# EXERCISE AIM:
Using the material below, set down only the line containing "Question. Indicate one point on each instance of the dirt" and the lines after it, unchanged.

# THE DATA:

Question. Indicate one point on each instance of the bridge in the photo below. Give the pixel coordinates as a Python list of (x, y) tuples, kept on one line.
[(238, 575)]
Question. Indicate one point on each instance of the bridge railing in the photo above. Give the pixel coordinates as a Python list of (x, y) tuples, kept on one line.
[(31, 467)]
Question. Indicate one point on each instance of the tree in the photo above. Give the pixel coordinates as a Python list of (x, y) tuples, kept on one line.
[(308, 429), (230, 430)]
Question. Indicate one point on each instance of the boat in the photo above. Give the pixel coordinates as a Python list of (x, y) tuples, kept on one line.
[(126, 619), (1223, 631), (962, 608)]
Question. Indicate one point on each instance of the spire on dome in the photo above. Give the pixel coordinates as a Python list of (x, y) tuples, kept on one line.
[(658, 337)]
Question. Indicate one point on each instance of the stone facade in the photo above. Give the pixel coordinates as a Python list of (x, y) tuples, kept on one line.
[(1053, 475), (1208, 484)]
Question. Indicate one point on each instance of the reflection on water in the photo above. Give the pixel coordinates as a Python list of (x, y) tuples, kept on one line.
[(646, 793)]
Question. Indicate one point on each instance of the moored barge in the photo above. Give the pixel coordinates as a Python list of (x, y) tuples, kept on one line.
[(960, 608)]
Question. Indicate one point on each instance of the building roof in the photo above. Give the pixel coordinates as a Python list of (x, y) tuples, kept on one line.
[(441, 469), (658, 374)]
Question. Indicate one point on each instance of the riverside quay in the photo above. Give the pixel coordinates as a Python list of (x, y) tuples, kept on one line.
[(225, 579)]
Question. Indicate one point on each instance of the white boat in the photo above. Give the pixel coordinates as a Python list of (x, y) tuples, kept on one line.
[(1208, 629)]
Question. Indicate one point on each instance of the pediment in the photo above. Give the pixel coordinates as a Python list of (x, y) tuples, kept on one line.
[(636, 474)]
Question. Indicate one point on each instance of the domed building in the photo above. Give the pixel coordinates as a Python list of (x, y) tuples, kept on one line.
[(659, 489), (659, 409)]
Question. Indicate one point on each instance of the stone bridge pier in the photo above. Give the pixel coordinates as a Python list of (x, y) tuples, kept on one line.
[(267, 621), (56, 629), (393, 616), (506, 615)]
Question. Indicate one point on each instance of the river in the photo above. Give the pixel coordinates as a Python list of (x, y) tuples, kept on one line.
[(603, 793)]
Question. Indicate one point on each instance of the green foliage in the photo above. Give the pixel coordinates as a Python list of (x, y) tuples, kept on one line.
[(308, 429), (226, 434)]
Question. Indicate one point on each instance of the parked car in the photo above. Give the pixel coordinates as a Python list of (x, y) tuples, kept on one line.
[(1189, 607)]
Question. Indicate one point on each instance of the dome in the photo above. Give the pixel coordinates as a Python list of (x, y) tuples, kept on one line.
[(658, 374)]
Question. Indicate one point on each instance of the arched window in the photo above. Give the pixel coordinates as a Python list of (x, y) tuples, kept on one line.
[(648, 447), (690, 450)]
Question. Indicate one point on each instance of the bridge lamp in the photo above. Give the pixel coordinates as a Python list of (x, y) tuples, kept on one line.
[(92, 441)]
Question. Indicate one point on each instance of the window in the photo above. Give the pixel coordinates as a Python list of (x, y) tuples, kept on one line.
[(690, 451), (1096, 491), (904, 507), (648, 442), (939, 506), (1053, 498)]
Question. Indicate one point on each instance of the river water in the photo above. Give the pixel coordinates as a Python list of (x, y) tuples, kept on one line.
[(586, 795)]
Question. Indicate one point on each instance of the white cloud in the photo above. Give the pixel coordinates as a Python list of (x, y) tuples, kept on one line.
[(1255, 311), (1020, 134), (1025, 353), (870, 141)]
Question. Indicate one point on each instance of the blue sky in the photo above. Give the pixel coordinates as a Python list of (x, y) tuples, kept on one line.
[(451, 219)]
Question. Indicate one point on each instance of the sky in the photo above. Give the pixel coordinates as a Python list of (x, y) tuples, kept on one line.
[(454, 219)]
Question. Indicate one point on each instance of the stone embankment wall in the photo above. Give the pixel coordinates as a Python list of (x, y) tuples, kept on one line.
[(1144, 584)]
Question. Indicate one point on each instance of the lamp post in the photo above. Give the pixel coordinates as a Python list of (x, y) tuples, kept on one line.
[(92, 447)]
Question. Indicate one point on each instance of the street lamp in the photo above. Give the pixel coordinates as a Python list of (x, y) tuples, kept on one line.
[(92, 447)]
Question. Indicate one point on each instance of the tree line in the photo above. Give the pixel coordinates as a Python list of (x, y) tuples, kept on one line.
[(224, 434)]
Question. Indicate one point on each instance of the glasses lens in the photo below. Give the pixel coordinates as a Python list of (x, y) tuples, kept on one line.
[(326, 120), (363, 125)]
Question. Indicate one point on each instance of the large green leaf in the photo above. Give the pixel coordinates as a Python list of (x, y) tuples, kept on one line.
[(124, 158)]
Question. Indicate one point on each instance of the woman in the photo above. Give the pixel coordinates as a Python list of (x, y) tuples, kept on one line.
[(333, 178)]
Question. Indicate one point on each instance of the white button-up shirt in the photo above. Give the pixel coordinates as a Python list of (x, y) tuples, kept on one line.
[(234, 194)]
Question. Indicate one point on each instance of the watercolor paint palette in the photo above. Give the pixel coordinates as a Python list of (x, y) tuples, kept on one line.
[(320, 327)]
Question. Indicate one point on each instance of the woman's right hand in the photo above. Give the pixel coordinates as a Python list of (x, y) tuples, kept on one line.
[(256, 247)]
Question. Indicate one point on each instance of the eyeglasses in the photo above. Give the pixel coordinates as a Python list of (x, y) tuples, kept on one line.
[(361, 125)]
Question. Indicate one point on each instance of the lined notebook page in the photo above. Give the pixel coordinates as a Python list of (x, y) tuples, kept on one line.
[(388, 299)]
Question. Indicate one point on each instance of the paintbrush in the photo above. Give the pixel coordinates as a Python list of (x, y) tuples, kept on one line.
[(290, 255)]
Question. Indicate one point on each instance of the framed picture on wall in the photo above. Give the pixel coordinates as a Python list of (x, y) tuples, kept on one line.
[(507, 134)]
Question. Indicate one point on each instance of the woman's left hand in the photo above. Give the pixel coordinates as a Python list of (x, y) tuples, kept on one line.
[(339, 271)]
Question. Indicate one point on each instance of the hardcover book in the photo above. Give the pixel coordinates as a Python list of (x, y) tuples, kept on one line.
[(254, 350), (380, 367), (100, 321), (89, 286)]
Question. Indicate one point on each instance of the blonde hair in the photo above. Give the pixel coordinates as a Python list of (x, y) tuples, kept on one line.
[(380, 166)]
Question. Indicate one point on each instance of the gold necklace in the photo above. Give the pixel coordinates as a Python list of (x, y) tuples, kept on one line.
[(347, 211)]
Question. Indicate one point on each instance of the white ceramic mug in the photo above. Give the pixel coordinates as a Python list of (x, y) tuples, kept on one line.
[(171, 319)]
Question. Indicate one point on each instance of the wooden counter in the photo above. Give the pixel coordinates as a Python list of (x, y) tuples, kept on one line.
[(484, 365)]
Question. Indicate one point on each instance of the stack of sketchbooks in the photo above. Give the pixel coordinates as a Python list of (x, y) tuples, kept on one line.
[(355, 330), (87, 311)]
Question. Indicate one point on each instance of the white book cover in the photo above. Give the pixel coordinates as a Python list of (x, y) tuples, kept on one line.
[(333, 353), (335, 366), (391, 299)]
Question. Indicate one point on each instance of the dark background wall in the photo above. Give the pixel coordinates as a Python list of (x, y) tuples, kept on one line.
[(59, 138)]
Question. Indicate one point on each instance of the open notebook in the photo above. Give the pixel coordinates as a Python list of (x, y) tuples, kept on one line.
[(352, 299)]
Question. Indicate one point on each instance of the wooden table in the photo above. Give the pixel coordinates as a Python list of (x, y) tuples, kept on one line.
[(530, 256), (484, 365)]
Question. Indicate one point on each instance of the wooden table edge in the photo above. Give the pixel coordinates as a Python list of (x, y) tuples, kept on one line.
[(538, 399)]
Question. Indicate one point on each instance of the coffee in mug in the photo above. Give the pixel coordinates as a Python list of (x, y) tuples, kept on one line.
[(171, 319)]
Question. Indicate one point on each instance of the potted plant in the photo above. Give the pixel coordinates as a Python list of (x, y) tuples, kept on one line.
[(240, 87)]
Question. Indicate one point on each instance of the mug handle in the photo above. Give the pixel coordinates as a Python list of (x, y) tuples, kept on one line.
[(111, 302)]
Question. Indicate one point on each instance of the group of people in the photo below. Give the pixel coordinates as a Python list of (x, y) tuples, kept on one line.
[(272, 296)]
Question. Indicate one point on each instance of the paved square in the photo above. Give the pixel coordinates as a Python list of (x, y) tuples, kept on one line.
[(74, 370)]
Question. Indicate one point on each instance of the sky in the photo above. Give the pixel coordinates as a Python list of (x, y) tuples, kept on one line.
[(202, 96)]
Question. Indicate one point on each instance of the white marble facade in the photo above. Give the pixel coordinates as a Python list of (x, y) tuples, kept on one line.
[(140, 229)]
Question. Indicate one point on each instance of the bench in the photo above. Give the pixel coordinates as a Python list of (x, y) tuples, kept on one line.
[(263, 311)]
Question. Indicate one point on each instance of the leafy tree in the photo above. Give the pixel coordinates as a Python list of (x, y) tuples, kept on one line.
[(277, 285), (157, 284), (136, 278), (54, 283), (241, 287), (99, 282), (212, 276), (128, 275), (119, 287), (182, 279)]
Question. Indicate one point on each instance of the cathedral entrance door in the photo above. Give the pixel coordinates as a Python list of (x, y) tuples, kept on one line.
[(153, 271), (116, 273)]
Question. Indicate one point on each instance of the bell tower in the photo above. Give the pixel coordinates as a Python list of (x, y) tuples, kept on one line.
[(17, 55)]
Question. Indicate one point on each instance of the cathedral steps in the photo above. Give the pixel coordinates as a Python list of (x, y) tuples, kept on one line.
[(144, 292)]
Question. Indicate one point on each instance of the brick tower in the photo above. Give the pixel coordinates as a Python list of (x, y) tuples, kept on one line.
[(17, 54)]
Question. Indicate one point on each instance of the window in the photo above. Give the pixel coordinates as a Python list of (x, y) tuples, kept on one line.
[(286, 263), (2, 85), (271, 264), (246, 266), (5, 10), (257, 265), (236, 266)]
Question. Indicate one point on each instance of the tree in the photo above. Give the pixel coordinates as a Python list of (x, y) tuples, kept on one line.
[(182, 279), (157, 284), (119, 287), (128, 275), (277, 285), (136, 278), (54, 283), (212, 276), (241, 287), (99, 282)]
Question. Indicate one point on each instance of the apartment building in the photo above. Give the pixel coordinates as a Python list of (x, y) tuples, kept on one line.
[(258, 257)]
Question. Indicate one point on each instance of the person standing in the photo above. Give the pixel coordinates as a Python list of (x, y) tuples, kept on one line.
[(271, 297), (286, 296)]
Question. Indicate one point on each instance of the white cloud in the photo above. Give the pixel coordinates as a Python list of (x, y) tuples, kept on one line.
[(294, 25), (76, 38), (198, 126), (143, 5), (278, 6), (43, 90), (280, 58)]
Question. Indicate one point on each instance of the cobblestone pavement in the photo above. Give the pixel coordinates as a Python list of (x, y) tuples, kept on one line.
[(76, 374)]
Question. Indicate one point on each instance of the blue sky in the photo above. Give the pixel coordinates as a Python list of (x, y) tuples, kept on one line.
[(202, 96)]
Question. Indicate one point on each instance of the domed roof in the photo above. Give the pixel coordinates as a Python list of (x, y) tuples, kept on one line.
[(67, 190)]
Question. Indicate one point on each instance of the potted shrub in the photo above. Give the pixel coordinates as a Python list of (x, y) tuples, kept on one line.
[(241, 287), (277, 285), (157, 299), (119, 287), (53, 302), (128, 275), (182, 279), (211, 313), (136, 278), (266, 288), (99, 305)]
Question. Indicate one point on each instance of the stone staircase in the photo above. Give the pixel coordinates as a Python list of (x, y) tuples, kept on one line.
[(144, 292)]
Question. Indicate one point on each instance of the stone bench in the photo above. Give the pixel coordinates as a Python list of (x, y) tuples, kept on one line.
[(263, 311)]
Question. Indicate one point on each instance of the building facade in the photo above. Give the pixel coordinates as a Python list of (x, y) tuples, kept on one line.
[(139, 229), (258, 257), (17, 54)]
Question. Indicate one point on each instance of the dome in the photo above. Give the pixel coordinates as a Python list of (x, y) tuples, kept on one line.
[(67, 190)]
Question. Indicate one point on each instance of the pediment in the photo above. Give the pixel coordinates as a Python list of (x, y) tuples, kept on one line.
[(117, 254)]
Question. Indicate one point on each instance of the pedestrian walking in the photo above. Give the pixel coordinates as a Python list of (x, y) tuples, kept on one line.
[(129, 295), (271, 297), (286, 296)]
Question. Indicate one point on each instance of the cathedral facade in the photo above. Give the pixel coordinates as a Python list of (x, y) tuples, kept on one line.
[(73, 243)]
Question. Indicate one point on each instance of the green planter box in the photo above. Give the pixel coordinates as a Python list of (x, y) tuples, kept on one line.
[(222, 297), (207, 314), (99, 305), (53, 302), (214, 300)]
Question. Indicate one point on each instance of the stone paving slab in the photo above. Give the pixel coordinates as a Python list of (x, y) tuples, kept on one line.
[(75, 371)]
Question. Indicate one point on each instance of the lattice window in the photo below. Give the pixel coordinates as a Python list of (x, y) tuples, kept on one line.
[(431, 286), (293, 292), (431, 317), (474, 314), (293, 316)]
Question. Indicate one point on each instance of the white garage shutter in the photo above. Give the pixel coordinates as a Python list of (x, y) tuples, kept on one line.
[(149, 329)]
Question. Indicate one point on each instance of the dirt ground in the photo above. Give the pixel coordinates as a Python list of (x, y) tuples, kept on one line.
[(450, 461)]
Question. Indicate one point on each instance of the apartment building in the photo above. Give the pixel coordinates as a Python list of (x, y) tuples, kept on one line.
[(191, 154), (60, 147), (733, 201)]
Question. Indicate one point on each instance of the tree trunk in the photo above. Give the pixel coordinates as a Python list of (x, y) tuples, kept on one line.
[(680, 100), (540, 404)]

# COMPLETED EXERCISE:
Question. Indicate one point on each instance of the dirt ground in the photo above. Give the pixel coordinates as a Python list of (x, y) tuples, kept on one line.
[(450, 461)]
Question. Indicate one point on each instance of the apartment building in the photo above. Give the pixel coordinates as a Python list of (x, y) tuples, kept on one line.
[(191, 154), (60, 147), (733, 201)]
Question. Indicate one point on each instance of the tree trunk in the photo above. Give the pixel coordinates as a Python list of (x, y) tuples, kept on one line.
[(680, 100), (540, 404)]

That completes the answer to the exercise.